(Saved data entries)
------------------------------------
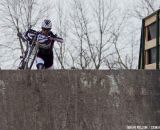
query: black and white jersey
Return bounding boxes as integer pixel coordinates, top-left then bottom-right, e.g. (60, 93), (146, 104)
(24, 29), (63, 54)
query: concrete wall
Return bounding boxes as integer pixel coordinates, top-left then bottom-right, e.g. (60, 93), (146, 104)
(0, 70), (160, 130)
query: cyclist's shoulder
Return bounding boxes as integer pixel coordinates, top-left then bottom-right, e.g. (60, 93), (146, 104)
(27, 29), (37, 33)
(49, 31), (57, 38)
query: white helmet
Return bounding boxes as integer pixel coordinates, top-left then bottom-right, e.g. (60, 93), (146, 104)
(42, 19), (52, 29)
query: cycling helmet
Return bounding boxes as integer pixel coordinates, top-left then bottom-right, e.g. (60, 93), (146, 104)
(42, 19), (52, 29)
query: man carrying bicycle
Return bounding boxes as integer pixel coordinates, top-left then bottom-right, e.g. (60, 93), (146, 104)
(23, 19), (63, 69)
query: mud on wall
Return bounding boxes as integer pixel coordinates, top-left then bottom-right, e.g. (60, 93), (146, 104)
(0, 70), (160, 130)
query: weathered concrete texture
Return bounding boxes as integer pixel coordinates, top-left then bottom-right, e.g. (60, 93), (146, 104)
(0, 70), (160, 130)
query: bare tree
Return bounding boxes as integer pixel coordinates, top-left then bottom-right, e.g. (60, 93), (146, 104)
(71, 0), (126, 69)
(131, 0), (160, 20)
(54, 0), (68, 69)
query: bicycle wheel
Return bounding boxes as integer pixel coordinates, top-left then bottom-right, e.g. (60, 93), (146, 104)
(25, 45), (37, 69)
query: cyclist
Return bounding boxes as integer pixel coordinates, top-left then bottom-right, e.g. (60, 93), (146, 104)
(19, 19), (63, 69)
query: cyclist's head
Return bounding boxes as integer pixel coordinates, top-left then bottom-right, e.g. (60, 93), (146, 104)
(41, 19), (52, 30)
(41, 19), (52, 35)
------------------------------------
Stated task: How many lines in the rows above contain the string "white"? The match is case-sensitive. Reply with the number alone.

Output: 2